Assignment ▸ Set down exactly the lines below, from the one containing "Query: pothole" through the final line, and include no others.

(Records excerpted from a collection)
=-=-=

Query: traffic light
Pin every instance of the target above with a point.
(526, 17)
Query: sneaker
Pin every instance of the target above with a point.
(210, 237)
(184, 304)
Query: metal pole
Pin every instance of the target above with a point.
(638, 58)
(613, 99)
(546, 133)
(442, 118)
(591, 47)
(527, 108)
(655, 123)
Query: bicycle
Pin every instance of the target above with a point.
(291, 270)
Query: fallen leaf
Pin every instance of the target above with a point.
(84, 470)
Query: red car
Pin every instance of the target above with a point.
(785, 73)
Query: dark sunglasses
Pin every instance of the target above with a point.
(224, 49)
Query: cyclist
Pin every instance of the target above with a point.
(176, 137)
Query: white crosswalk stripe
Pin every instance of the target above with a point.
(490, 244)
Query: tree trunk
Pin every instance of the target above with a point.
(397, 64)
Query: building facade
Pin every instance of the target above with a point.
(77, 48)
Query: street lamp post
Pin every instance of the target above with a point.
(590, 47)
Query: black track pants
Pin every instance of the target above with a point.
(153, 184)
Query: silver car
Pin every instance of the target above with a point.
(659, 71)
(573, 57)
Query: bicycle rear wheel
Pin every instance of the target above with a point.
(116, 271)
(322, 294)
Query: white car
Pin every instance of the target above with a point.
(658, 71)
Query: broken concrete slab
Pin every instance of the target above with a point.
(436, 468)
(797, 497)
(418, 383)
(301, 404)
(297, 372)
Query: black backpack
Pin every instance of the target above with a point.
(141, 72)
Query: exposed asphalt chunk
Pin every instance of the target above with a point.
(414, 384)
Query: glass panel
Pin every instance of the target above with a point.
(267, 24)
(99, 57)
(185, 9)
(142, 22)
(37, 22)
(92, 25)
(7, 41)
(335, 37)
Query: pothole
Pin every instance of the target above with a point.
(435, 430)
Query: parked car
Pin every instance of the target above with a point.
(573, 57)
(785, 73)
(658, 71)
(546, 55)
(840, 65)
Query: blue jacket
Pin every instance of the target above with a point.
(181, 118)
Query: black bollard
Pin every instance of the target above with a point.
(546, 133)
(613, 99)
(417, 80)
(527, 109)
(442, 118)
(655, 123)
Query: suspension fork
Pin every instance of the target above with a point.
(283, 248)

=-=-=

Response below ▸
Query: pothole
Pin every instance of the target above with a point.
(435, 430)
Query: parked car
Pin every instance of the target above with a point.
(573, 57)
(785, 73)
(658, 71)
(546, 55)
(840, 65)
Query: blue jacket
Pin every instance of the target above with a point.
(181, 118)
Query: black bollard
Pin every instance of the target above with a point.
(546, 133)
(613, 99)
(417, 80)
(527, 109)
(442, 118)
(655, 123)
Query: suspension fork
Pin every instance of the target above with a point.
(283, 248)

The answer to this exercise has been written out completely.